(Directions for this task):
Return the listing exactly, please; no pictures.

BEGIN

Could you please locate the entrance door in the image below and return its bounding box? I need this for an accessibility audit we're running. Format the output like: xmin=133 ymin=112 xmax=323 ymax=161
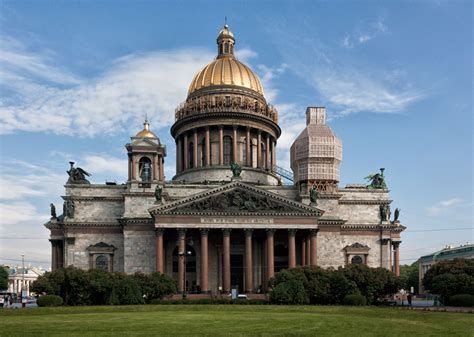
xmin=230 ymin=254 xmax=244 ymax=293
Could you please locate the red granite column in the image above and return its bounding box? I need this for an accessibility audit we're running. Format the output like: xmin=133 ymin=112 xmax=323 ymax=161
xmin=200 ymin=229 xmax=209 ymax=292
xmin=131 ymin=156 xmax=136 ymax=180
xmin=265 ymin=133 xmax=270 ymax=170
xmin=153 ymin=155 xmax=159 ymax=181
xmin=271 ymin=138 xmax=276 ymax=168
xmin=246 ymin=127 xmax=251 ymax=167
xmin=257 ymin=130 xmax=262 ymax=169
xmin=288 ymin=229 xmax=297 ymax=269
xmin=244 ymin=229 xmax=253 ymax=293
xmin=232 ymin=126 xmax=238 ymax=163
xmin=266 ymin=229 xmax=275 ymax=281
xmin=177 ymin=138 xmax=182 ymax=173
xmin=177 ymin=229 xmax=186 ymax=293
xmin=155 ymin=229 xmax=164 ymax=273
xmin=393 ymin=241 xmax=401 ymax=276
xmin=310 ymin=229 xmax=318 ymax=266
xmin=222 ymin=229 xmax=231 ymax=293
xmin=301 ymin=237 xmax=306 ymax=266
xmin=50 ymin=240 xmax=57 ymax=271
xmin=219 ymin=126 xmax=224 ymax=165
xmin=183 ymin=133 xmax=189 ymax=170
xmin=205 ymin=127 xmax=211 ymax=166
xmin=193 ymin=130 xmax=198 ymax=168
xmin=306 ymin=234 xmax=311 ymax=266
xmin=159 ymin=157 xmax=164 ymax=181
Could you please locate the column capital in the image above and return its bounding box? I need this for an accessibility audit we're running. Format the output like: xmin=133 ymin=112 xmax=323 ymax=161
xmin=178 ymin=228 xmax=187 ymax=237
xmin=244 ymin=228 xmax=254 ymax=236
xmin=246 ymin=126 xmax=251 ymax=131
xmin=222 ymin=228 xmax=232 ymax=236
xmin=155 ymin=228 xmax=165 ymax=236
xmin=200 ymin=228 xmax=210 ymax=236
xmin=232 ymin=125 xmax=238 ymax=130
xmin=257 ymin=129 xmax=262 ymax=135
xmin=218 ymin=125 xmax=224 ymax=130
xmin=392 ymin=240 xmax=402 ymax=248
xmin=266 ymin=228 xmax=276 ymax=235
xmin=193 ymin=128 xmax=198 ymax=134
xmin=288 ymin=228 xmax=298 ymax=236
xmin=310 ymin=228 xmax=319 ymax=236
xmin=205 ymin=126 xmax=210 ymax=131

END

(The completed task):
Could you please locate the entrance door in the image below and return its bounding box? I need this for an accessibility audit we're running. Format the output like: xmin=133 ymin=112 xmax=323 ymax=161
xmin=230 ymin=254 xmax=244 ymax=293
Could you please locate the red granite column in the image above and return its bounding box? I need this for an accessibility audit we're running. Format the output like: xmin=133 ymin=112 xmax=323 ymax=161
xmin=200 ymin=229 xmax=209 ymax=292
xmin=131 ymin=156 xmax=136 ymax=180
xmin=265 ymin=133 xmax=270 ymax=170
xmin=153 ymin=155 xmax=159 ymax=181
xmin=271 ymin=138 xmax=276 ymax=168
xmin=246 ymin=127 xmax=251 ymax=167
xmin=257 ymin=130 xmax=262 ymax=169
xmin=288 ymin=229 xmax=297 ymax=269
xmin=244 ymin=229 xmax=253 ymax=293
xmin=232 ymin=126 xmax=238 ymax=163
xmin=266 ymin=229 xmax=275 ymax=281
xmin=177 ymin=138 xmax=182 ymax=173
xmin=177 ymin=229 xmax=186 ymax=293
xmin=155 ymin=229 xmax=164 ymax=273
xmin=393 ymin=241 xmax=401 ymax=276
xmin=310 ymin=229 xmax=318 ymax=266
xmin=222 ymin=229 xmax=231 ymax=293
xmin=301 ymin=237 xmax=306 ymax=266
xmin=50 ymin=240 xmax=57 ymax=271
xmin=219 ymin=126 xmax=224 ymax=165
xmin=183 ymin=133 xmax=189 ymax=170
xmin=205 ymin=127 xmax=211 ymax=166
xmin=193 ymin=130 xmax=198 ymax=168
xmin=306 ymin=234 xmax=311 ymax=266
xmin=159 ymin=157 xmax=164 ymax=181
Could you please locate the column capital in the image above and return its bounding box? I need this for an accessibility audit we're running. Format the output like: xmin=133 ymin=112 xmax=323 ymax=161
xmin=178 ymin=228 xmax=187 ymax=237
xmin=244 ymin=228 xmax=254 ymax=236
xmin=246 ymin=126 xmax=251 ymax=131
xmin=222 ymin=228 xmax=232 ymax=236
xmin=155 ymin=228 xmax=165 ymax=236
xmin=200 ymin=228 xmax=210 ymax=236
xmin=232 ymin=125 xmax=238 ymax=130
xmin=257 ymin=129 xmax=262 ymax=135
xmin=218 ymin=125 xmax=224 ymax=130
xmin=392 ymin=240 xmax=402 ymax=248
xmin=266 ymin=228 xmax=276 ymax=235
xmin=193 ymin=128 xmax=198 ymax=134
xmin=288 ymin=228 xmax=298 ymax=236
xmin=310 ymin=228 xmax=319 ymax=236
xmin=205 ymin=126 xmax=210 ymax=131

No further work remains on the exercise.